*** Opening PAGE EXCERPT ***

Jerome G. Batzer, 92, ship's yard master

January 02, 2004|By Doug Donovan | Doug Donovan,SUN STAFF

Jerome G. Batzer, a woodworking craftsman, banker and the Pride of Baltimore's one-time yard master, died of pneumonia Monday at Beaverbrook Corner, an assisted-living home in Columbia. He was 92 and suffered from Parkinson's disease.

Mr. Batzer was born in Baltimore, the second son of John C. and Margaret K. Batzer. He attended St. James School on Aisquith Street until the 10th grade, when he left to learn woodworking at a local trade school.

When he turned 15 in 1926, Mr. Batzer landed his first job at Virginia Dare Chocolate Co. on Howard Street in Baltimore. He soon found other jobs, including real estate sales in 1933.

Eight years later, as war swept the world, he volunteered for the Army and was assigned to H Company, 115th Infantry, 29th Division. The decision did not please his then-girlfriend Anita M. Mullin, daughter of City Councilman John T. Mullin Sr. The two had met at St. Ann Roman Catholic Church's dramatic club, where Mr. Batzer acted and helped build stage sets.

In April 1942, he and Anita Mullin were married at St. Ann church. By November, Mr. Batzer was accepted at Officers Candidate School at Aberdeen Proving Ground and was commissioned as a second lieutenant in 1943. In September of that year, he was assigned to service in Great Britain.

He traveled to England aboard the Queen Mary luxury ocean liner and was stationed in the town of Tidworth with the 609th Armored Vehicle Battalion. His daughter, Anita Scheiwe of Columbia, said he never saw combat.

Shortly after returning to Baltimore in November 1945, he started working at Liberty Federal Savings and Loan Association. He worked his way up, attaining the positions of treasurer and office manager, Mrs. Scheiwe said. He retired as a vice president in 1974.

Three years later, the city began to build the Pride of Baltimore, a replica of the 19th-century Baltimore Clipper topsail schooner.

Mr. Batzer volunteered and worked as the ship's yard master, opening the yard in the morning and closing it at night and recording all activities in between.

"He came by and asked if we needed any help," said Melbourne Smith, the builder of the Pride of Baltimore. "He got there first every morning and opened the gates."

Mr. Smith said Mr. Batzer's "beautifully handwritten journals" still line his bookshelf. He also said Mr. Batzer, 65 at the time, would not hesitate to scour local bars to drag tardy, yet younger and stronger, workers back to the shipyard on many mornings.

Mr. Batzer was easily recognizable throughout downtown by the straw Panama hat he wore as he accompanied out-of-town workers to the city's best lunch spots.

Mr. Batzer, who supplied the silver dollar placed under the mast of the ship, sailed the Philadelphia leg of the ship's maiden voyage.

Peter Boudreau, a carpenter in construction of the ship and the builder of the Pride of Baltimore II years later, remembered Mr. Batzer as a "great guy" who helped him and other workers open checking accounts.

"He was the yard master, the gofer, the gatekeeper, the all-around Mr. Fixit," said Mr. Boudreau. "I was just a kid. Jerry was an old-timer back then."

Mr. Batzer later constructed a detailed model of the Pride of Baltimore using wood from the original ship, a model that Mrs. Scheiwe has today.

He spent most of his free time in the woodworking shop in the basement of his Hillenwood Road home in Northeast Baltimore. His daughter said he excelled at refinishing and reupholstering furniture. He also enjoyed gardening and attending horse races at Pimlico Race Course with his wife. They were annual attendees of the Preakness. His wife died in 1999.

Mr. Batzer was a founding member in 1950 of St. Matthew Roman Catholic Church on Loch Raven Boulevard. He was a member of the American Legion, the Knights of Columbus and the 29th Division Association No. 7.

Services were held Dec. 31 at St. Matthew.

In addition to his daughter, Mr. Batzer is survived by three grandchildren and a great-grandchild.

*** Closing PAGE EXCERPT ***

WHAT IS EXPECTED:
Render this sentence from the obituary in Spanish: "Mr. Batzer later constructed a detailed model of the Pride of Baltimore using wood from the original ship, a model that Mrs. Scheiwe has today."

*** Opening MATERIAL PROVIDED ***

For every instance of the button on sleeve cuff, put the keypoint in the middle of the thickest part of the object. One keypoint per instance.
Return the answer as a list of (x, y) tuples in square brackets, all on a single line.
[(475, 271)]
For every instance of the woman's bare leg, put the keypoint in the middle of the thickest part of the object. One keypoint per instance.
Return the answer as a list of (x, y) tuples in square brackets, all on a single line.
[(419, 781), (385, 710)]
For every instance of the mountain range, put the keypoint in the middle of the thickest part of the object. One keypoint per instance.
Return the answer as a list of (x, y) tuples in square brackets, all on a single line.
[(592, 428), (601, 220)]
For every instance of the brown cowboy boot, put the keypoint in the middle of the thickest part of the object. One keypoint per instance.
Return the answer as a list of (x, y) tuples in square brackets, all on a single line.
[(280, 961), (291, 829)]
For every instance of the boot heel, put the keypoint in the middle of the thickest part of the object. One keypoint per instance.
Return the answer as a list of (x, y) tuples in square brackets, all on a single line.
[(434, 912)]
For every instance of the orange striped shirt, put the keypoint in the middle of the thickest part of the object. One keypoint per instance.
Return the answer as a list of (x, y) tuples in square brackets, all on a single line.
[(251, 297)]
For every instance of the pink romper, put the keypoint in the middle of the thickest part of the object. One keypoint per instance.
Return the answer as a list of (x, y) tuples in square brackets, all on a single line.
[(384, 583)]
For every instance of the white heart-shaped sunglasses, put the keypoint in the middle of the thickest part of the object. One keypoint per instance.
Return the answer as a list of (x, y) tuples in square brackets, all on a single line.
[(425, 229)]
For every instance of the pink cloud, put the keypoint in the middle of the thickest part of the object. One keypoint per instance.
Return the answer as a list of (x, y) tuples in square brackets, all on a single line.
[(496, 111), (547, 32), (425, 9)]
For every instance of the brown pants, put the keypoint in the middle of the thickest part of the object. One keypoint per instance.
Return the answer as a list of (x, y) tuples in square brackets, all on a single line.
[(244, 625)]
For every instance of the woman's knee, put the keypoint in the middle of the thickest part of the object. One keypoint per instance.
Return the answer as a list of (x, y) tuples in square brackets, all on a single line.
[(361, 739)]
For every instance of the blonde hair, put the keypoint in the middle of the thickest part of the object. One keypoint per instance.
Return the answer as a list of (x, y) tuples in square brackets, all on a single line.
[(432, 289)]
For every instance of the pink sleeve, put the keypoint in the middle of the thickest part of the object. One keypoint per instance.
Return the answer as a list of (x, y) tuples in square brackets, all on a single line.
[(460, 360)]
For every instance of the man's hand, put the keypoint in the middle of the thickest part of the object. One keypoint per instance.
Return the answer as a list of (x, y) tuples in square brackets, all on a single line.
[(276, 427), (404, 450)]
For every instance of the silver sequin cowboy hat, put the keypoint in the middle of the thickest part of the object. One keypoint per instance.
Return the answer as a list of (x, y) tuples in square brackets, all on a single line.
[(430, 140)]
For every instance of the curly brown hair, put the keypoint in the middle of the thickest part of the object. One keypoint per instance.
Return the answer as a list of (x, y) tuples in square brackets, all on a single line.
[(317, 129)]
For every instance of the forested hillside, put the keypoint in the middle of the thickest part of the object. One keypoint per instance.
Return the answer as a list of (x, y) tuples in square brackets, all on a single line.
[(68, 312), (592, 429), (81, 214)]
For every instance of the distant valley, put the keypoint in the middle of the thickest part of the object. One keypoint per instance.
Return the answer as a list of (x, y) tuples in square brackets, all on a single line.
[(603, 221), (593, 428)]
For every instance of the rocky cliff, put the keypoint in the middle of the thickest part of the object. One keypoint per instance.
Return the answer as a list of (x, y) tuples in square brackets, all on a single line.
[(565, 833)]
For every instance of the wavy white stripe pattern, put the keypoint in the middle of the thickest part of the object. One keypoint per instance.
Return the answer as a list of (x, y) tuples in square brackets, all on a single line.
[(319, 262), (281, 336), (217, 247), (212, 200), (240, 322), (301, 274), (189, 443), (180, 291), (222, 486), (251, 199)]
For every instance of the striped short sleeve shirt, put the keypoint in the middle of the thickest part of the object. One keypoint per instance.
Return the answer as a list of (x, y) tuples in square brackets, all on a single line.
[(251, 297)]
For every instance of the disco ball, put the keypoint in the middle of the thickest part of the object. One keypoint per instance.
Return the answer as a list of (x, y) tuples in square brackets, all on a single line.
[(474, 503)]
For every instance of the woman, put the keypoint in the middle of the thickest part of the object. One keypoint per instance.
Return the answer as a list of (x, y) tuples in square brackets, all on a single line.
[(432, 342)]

*** Closing MATERIAL PROVIDED ***

RESULT BELOW:
Más tarde, el Sr. Batzer construyó un modelo detallado del Pride of Baltimore con madera del barco original, un modelo que la Sra. Scheiwe tiene hoy.